Travail demandé. Dans le texte sur la jeunesse africaine ci-dessous, relevez toutes les crises postélectorales données en exemple, en indiquant pour chacune le pays et l'année.

Texte fourni.
•••

C’est un truisme que d’affirmer que la jeunesse africaine actuelle, dans sa grande majorité, va mal. De nombreux rapports d’organisations spécialisées comme la FAO, le PNUD, le FMI, émettent depuis de nombreuses années, et ce, de manière continue, des signaux d’alarme sur les situations d’urgence que connaît le continent.
De nombreux facteurs sont à l’origine de cette situation : la sécheresse au Niger, au sud du Soudan, en Somalie, au Mali et dans d’autres régions sahéliennes ; les crises électorales et surtout postélectorales comme celle de Côte d’ivoire en 2011, celle de la République du Congo en 2016, du Burundi en 2015, sans oublier les mouvements de populations dus à la guerre dans plusieurs pays comme en République centrafricaine, au nord Cameroun et au Nigeria, etc.
Pourquoi l’Afrique engendre- t-elle depuis des décennies, les mêmes crises qui condamnent sa jeunesse à la pauvreté, au chômage, à l’exil, voire à l’errance internationale ?
En d’autres termes, quelles sont les causes directes et indirectes de ces multiples crises que vit le continent de façon répétitive, et quelles solutions endogènes et durables sont envisageables, dans la perspective d’une Afrique renaissante, consciente de la diversité de ses richesses naturelles, intellectuelles, et spirituelles ?
Avant de répondre à ces questions, il convient d’indiquer que les États d’Afrique ne sont pas les seuls à produire en ce 21° siècle débutant, une jeunesse dont le triste destin est scientifiquement prédictible.
Au demeurant, depuis quelques années, la situation des jeunes en Amérique du Sud va de mal en pis. De milliers de jeunes Cubains, Mexicains et jeunes issus de tous les pays environnants émigrent illégalement vers les États-Unis ou d’autres pays occidentaux, là où la situation économique semble plus favorable. On observe dans certains États européens comme la Grèce, le Portugal, la Serbie, la Roumanie, etc., que le monde professionnel n’offre plus des opportunités suffisantes et satisfaisantes pour la jeunesse. Celle-ci se trouve alors contrainte de trouver hors de ses frontières, ce que la conjoncture économique rend impossible à l’intérieur.
Les causes endogènes et exogènes des migrations africaines
Le sort de la jeunesse africaine reste on ne peut plus préoccupant au regard de la multiplicité des mouvements migratoires, comme cela a rarement été observé dans le passé.
En Afrique, les guerres de prédation de matières premières, la mal gouvernance, l’inadaptation du modèle occidental de gouvernance aux réalités politiques africaines, les crises postélectorales, les défis climatiques et la famine engendrent de vastes mouvements de populations et de nombreux camps de réfugiés à l’intérieur comme à l’extérieur du continent.

•••

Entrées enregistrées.
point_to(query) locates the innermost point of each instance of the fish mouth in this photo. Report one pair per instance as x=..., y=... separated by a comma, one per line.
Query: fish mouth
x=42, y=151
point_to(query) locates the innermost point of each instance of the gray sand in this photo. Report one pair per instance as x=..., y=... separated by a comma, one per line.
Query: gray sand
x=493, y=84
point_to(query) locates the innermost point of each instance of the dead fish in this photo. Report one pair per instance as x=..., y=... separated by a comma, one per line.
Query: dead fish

•••

Corrigé.
- Côte d'Ivoire, 2011
- République du Congo, 2016
- Burundi, 2015